- _DATA EXTRACTS_
_ _ _

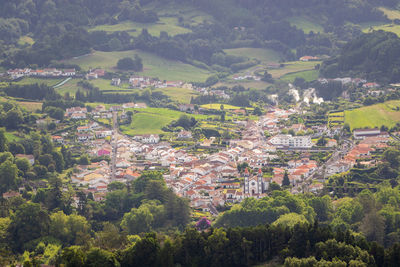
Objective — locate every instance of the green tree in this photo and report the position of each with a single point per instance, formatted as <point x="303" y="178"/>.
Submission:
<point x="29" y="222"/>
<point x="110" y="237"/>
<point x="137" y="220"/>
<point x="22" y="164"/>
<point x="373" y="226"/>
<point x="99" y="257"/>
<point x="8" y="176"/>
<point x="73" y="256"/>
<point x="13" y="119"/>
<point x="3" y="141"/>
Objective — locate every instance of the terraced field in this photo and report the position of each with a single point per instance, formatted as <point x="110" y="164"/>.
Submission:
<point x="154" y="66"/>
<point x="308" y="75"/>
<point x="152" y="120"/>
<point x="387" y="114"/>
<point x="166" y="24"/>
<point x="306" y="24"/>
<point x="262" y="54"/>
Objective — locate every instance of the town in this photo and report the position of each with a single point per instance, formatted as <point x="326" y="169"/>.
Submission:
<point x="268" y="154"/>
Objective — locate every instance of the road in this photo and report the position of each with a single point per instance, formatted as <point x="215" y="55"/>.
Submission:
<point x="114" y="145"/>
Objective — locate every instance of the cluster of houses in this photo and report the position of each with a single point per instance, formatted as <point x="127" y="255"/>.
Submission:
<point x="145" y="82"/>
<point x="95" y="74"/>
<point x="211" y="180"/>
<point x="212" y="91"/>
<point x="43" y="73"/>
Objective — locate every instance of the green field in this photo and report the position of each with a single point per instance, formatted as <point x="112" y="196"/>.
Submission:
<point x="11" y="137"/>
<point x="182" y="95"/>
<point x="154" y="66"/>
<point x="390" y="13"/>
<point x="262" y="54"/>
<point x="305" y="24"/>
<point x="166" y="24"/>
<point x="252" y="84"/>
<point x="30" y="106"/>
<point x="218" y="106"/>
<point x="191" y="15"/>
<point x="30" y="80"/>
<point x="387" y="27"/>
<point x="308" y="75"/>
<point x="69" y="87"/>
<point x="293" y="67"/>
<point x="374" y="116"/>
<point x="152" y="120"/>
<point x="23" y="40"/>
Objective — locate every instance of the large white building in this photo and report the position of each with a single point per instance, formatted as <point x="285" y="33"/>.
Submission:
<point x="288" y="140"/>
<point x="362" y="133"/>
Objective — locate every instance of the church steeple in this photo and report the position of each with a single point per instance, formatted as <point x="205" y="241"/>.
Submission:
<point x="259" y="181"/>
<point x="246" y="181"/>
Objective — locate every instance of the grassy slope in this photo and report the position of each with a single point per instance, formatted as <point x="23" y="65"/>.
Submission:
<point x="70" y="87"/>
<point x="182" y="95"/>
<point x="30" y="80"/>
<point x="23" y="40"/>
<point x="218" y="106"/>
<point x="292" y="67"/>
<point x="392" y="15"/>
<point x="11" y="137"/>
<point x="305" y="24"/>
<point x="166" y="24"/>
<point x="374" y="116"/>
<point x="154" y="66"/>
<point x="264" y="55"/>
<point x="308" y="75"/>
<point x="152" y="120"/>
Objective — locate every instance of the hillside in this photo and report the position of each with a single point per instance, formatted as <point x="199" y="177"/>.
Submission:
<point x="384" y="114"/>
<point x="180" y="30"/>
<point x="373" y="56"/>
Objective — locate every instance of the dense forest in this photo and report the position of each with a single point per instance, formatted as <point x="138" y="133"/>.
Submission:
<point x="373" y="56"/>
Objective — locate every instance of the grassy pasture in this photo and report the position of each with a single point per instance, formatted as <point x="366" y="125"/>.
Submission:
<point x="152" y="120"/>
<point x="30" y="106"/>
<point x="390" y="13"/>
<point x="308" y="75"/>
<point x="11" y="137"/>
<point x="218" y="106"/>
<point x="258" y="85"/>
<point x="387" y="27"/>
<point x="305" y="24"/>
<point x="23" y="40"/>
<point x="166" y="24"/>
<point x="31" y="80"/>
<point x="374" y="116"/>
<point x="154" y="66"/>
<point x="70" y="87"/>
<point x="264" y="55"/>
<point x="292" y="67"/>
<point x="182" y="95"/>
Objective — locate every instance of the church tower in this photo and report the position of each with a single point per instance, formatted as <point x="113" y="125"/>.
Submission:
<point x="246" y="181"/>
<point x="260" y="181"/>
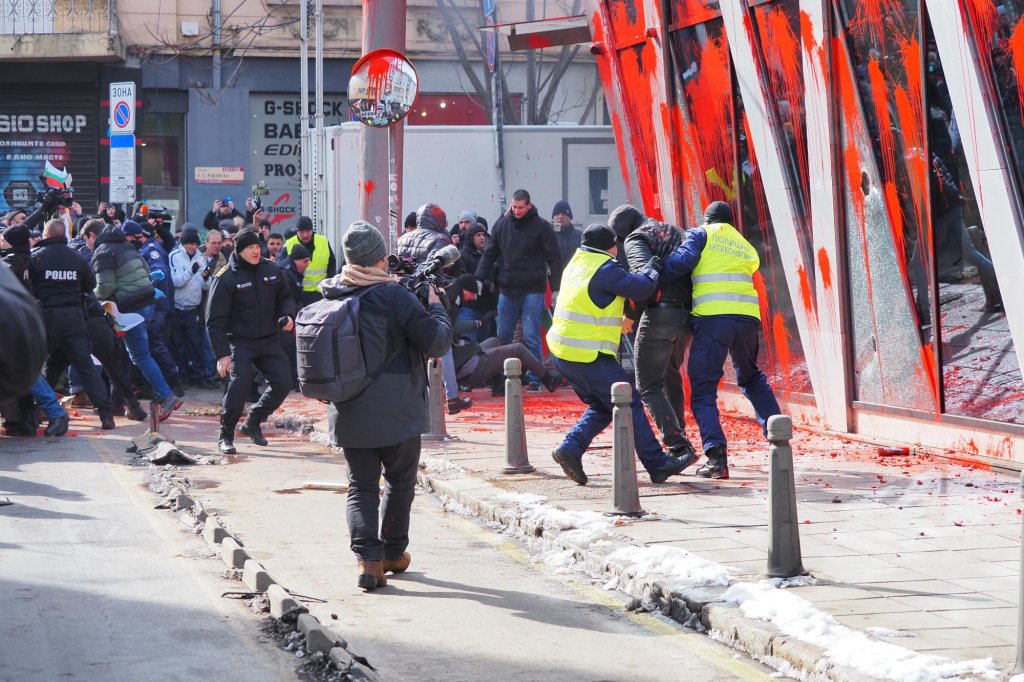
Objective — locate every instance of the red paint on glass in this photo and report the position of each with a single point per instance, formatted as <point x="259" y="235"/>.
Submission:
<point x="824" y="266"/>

_ _ _

- _YOUR OBJECTIVE_
For this exercise, give the listing again exactly as written, with the pictures omitted.

- _ANSWER TO THE EXERCISE_
Objective — locate every instance of the green tree in this photo and report the position of each with a single point per instance, formatted as <point x="303" y="178"/>.
Submission:
<point x="29" y="222"/>
<point x="110" y="237"/>
<point x="137" y="220"/>
<point x="22" y="164"/>
<point x="373" y="226"/>
<point x="99" y="257"/>
<point x="8" y="176"/>
<point x="73" y="256"/>
<point x="13" y="119"/>
<point x="3" y="141"/>
Objective — locate every instance of the terraced field in this photo and report the position of each with a single point per instance, formatted as <point x="110" y="164"/>.
Submission:
<point x="154" y="66"/>
<point x="308" y="75"/>
<point x="152" y="120"/>
<point x="387" y="114"/>
<point x="166" y="24"/>
<point x="306" y="24"/>
<point x="262" y="54"/>
Objective — locate every instance of the town in this photo and report the position of each with a single point per instance, formatted as <point x="326" y="169"/>.
Submission:
<point x="268" y="154"/>
Objective — locate every instance of the road in this photo and report the position of each with a single point per instance, formatted as <point x="215" y="55"/>.
Submission:
<point x="114" y="145"/>
Objective — locate every instance of the cluster of houses in this photo and report the position of each with a single point per instance, formatted as <point x="127" y="255"/>.
Submission:
<point x="145" y="82"/>
<point x="95" y="74"/>
<point x="211" y="180"/>
<point x="212" y="91"/>
<point x="43" y="73"/>
Objective — locate every instance of the green field in this photo and report the position of each with a single point per instance, formatted as <point x="112" y="196"/>.
Submission:
<point x="11" y="137"/>
<point x="182" y="95"/>
<point x="154" y="66"/>
<point x="390" y="13"/>
<point x="262" y="54"/>
<point x="305" y="24"/>
<point x="166" y="24"/>
<point x="252" y="84"/>
<point x="30" y="106"/>
<point x="218" y="106"/>
<point x="191" y="15"/>
<point x="30" y="80"/>
<point x="387" y="27"/>
<point x="308" y="75"/>
<point x="69" y="87"/>
<point x="293" y="67"/>
<point x="374" y="116"/>
<point x="152" y="120"/>
<point x="23" y="40"/>
Objective — locate every instance of the large white building in this photo and report the position of each with a single point per instance, formatted as <point x="285" y="33"/>.
Submission:
<point x="288" y="140"/>
<point x="362" y="133"/>
Objective — locate every instance of the church steeple in this photo and report the position of each with a single point per instance, formatted as <point x="205" y="241"/>.
Submission:
<point x="259" y="181"/>
<point x="246" y="181"/>
Objective — locate every instance of the grassy slope in this photo and report the position of each with a single point per instance, formatted as <point x="23" y="65"/>.
Submission:
<point x="70" y="87"/>
<point x="182" y="95"/>
<point x="30" y="80"/>
<point x="23" y="40"/>
<point x="218" y="106"/>
<point x="292" y="67"/>
<point x="392" y="15"/>
<point x="11" y="137"/>
<point x="305" y="24"/>
<point x="166" y="24"/>
<point x="374" y="116"/>
<point x="154" y="66"/>
<point x="264" y="55"/>
<point x="308" y="75"/>
<point x="152" y="120"/>
Objective — locate every instance of the hillside in this photo and report the position of each with a single point per instance, formatted as <point x="199" y="177"/>.
Submission:
<point x="384" y="114"/>
<point x="180" y="30"/>
<point x="373" y="56"/>
Objective — locate every instance of the dense forest in this photo and report the position of each with a single point per instance, formatted as <point x="138" y="133"/>.
Submission:
<point x="373" y="56"/>
Objective — locate every instance of the grassy pasture in this photo and report the position of each with a single point per instance, formatted as <point x="366" y="125"/>.
Submission:
<point x="152" y="120"/>
<point x="30" y="106"/>
<point x="390" y="13"/>
<point x="308" y="75"/>
<point x="11" y="137"/>
<point x="218" y="106"/>
<point x="258" y="85"/>
<point x="387" y="27"/>
<point x="305" y="24"/>
<point x="23" y="40"/>
<point x="166" y="24"/>
<point x="31" y="80"/>
<point x="374" y="116"/>
<point x="154" y="66"/>
<point x="70" y="87"/>
<point x="264" y="55"/>
<point x="292" y="67"/>
<point x="182" y="95"/>
Objective — locate every instance of the church tower in this photo and report the position of each with a single point per instance, formatted as <point x="113" y="125"/>.
Submission:
<point x="246" y="181"/>
<point x="260" y="181"/>
Objective — locate every instance of the red paint on glass in this photo and report the position of each with a single point per instance, formatted as <point x="259" y="235"/>.
Submission:
<point x="824" y="266"/>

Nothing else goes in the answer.